## Excerpts of annotation records
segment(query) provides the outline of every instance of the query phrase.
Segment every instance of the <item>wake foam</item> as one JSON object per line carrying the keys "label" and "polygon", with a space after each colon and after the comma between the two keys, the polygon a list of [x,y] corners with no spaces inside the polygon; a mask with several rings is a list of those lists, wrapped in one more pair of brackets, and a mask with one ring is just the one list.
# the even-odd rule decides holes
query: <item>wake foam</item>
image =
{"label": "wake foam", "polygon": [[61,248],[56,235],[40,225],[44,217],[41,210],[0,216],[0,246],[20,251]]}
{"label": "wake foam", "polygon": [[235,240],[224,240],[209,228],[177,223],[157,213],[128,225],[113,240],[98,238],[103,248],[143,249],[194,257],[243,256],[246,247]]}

## TASK OBJECTIVE
How many lines in the entries above contain the string "query", with case counting? Reply with the number alone.

## TASK RESPONSE
2